-------- Records for this exercise

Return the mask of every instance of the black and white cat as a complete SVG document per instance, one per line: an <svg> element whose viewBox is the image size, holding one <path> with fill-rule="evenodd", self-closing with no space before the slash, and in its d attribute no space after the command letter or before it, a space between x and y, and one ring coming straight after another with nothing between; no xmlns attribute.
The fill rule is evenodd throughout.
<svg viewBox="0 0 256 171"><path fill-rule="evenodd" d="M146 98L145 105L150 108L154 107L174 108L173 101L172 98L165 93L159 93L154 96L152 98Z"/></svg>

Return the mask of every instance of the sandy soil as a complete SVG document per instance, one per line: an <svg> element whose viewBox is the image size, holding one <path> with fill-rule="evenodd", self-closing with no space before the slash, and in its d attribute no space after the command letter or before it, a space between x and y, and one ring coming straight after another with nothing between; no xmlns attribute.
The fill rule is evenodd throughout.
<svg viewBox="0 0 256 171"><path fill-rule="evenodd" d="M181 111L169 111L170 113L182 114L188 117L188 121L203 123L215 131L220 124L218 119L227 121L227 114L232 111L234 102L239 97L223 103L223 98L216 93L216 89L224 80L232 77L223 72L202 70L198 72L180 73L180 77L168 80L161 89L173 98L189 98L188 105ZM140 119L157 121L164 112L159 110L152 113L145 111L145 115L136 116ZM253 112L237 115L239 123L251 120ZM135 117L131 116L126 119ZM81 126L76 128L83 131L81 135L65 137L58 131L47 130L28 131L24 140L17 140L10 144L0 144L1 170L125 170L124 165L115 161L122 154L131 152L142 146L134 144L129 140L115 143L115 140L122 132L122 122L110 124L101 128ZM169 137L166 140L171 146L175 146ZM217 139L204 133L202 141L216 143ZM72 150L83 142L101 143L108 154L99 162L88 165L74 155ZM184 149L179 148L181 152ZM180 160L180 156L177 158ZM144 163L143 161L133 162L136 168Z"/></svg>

----------------

_Aim_:
Retype the items word for word, starting at the first line and ending at the line that contains "98L145 105L150 108L154".

_Written answer_:
Return the mask of every instance of the black and white cat as a complete SVG document per instance, one per line: an <svg> element whose viewBox is the image size, holding one <path> with fill-rule="evenodd", self-closing with no space before the slash, and in its d attribute no space after the command letter or before it, a space between x and y, and one ring coming straight after another with nothing between; no xmlns attribute.
The fill rule is evenodd throughout.
<svg viewBox="0 0 256 171"><path fill-rule="evenodd" d="M146 98L145 105L150 108L154 107L174 108L173 101L172 98L165 93L159 93L154 96L152 98Z"/></svg>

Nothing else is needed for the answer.